--- begin Supplied passage ---
End User

These are reference class and function definitions likely to be useful to everyone.

intake.open_catalog([uri])

Create a Catalog object

intake.registry

Dict of driver: DataSource class

intake.register_driver(name, value[, ...])

Add runtime driver definition to list of registered drivers (drivers in global scope with corresponding intake.open_* function)

intake.unregister_driver(name)

Remove runtime registered driver

intake.upload(data, path, **kwargs)

Given a concrete data object, store it at given location return Source

intake.source.csv.CSVSource(*args, **kwargs)

Read CSV files into dataframes

intake.source.textfiles.TextFilesSource(...)

Read textfiles as sequence of lines

intake.source.jsonfiles.JSONFileSource(...)

Read JSON files as a single dictionary or list

intake.source.jsonfiles.JSONLinesFileSource(...)

Read a JSONL (https://jsonlines.org/) file and return a list of objects, each being valid json object (e.g.

intake.source.npy.NPySource(*args, **kwargs)

Read numpy binary files into an array

intake.source.zarr.ZarrArraySource(*args, ...)

Read Zarr format files into an array

intake.catalog.local.YAMLFileCatalog(*args, ...)

Catalog as described by a single YAML file

intake.catalog.local.YAMLFilesCatalog(*args, ...)

Catalog as described by a multiple YAML files

intake.catalog.zarr.ZarrGroupCatalog(*args, ...)

A catalog of the members of a Zarr group.

intake.interface.gui.GUI([cats])

Top level GUI panel that contains controls and all visible sub-panels

intake.open_catalog(uri=None, **kwargs)

Create a Catalog object

Can load YAML catalog files, connect to an intake server, or create any arbitrary Catalog subclass instance. In the general case, the user should supply driver= with a value from the plugins registry which has a container type of catalog. File locations can generally be remote, if specifying a URL protocol.

The default behaviour if not specifying the driver is as follows:

  • if uri is a single string ending in “yml” or “yaml”, open it as a catalog file

  • if uri is a list of strings, a string containing a glob character (“*”) or a string not ending in “y(a)ml”, open as a set of catalog files. In the latter case, assume it is a directory.

  • if uri begins with protocol "intake:", connect to a remote Intake server

  • if uri is None or missing, create a base Catalog object without entries.

Parameters
uri: str or pathlib.Path

Designator for the location of the catalog.
--- end Supplied passage ---
--- begin Material ---
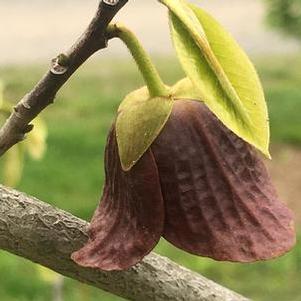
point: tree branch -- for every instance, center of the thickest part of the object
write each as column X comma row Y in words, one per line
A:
--- end Material ---
**Requirement:**
Return the passage in the Intake end-user reference above from "Dict of driver: DataSource" up to and including "corresponding intake.open_* function)", copied word for word.

**Worked answer:**
Dict of driver: DataSource class

intake.register_driver(name, value[, ...])

Add runtime driver definition to list of registered drivers (drivers in global scope with corresponding intake.open_* function)